LAUREN GILGER: Yeah, fair enough, fair enough. But it does sort of spark this debate that is still ongoing, I think at least for me, right, that why do you want to watch some show where there's no one to cheer for really. Like, like who are you supposed to like or even maybe relate to in these casts, you know? But it sounds like you, you're not quite convinced by that argument. Tell us why.
KIRSCH: Well, I guess if you look at these characters, I see them all as like very human, you know, and I, I don't know that the people in my life are and in your life, too, I'm sure in all of our lives we're complex people, we're flawed people and, you know, what a show can do or what a movie can do is kind of like magnify a certain part of somebody's personality so that because we, somebody who's creating a television show needs to have a villain, so they're going to highlight the kind of worst qualities of that person.
But like, ideally a character who's compelling to watch has like a many-faceted personality and that there are things in that person, maybe not the fact that they are a hit man or you know, like a ruthless titan of business, maybe those aren't the things that you identify with, but that there's something there that there that you see a human being in them and not just a cartoon.
GILGER: I think that makes sense. Is there a sense of like, like living vicariously through characters like this in a way too, especially when it comes to sort of the excesses of many of these characters?
KIRSCH: I think so. I mean, I think we like to watch people ... that we would never get anywhere near. There are many people with many theories about why true crime is so popular, but I think one of them is that to be a spectator to our worst nightmares somehow is delicious and fascinating to us. And so I, I do, I think that, you know, we, we want to get up close to the raw and ugly parts of human nature and observe them and perhaps see them mirrored in ourselves or see qualities that if we made different decisions in our lives might be magnified in us like there but for the grace of God go by. I mean, I like to get up close to kind of nasty, ethically compromised characters and like learn what makes them tick and sort of find that humanness in them, find in them what I can see in me.

SET TASK: Repeat the part of the interview about unlikable TV characters starting at "GILGER: I think" and ending at "of these characters?".

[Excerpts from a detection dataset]

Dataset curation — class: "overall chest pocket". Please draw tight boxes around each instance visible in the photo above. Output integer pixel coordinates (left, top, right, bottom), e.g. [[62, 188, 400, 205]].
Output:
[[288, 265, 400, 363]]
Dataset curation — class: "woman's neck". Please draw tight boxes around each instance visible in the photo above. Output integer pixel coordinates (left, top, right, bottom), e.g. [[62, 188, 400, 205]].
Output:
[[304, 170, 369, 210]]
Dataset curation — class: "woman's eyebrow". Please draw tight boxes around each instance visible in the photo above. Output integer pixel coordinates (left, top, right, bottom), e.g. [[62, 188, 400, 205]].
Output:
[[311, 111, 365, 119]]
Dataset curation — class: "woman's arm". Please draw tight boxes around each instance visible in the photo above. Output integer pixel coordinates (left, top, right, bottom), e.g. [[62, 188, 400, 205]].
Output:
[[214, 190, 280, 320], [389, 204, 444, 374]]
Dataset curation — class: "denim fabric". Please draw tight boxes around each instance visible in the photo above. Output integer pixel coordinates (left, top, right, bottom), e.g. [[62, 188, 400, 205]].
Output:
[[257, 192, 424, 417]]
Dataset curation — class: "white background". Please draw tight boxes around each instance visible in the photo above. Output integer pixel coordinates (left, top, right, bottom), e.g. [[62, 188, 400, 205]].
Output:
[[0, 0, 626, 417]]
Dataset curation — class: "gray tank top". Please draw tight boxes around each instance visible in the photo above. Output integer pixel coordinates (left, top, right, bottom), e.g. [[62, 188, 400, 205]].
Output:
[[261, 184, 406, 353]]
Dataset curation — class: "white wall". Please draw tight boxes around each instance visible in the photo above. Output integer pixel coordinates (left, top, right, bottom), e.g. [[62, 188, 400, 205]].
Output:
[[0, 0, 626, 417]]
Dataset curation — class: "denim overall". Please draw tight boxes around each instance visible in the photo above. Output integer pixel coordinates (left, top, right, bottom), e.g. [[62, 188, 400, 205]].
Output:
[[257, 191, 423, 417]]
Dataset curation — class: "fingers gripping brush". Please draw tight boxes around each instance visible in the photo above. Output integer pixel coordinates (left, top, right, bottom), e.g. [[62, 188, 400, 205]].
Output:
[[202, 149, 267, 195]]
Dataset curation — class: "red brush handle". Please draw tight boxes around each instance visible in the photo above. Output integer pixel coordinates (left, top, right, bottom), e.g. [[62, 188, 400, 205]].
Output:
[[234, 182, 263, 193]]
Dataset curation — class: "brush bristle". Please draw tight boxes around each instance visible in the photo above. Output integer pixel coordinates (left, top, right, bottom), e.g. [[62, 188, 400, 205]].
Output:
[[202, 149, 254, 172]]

RESULT OF THIS TASK:
GILGER: I think that makes sense. Is there a sense of like, like living vicariously through characters like this in a way too, especially when it comes to sort of the excesses of many of these characters?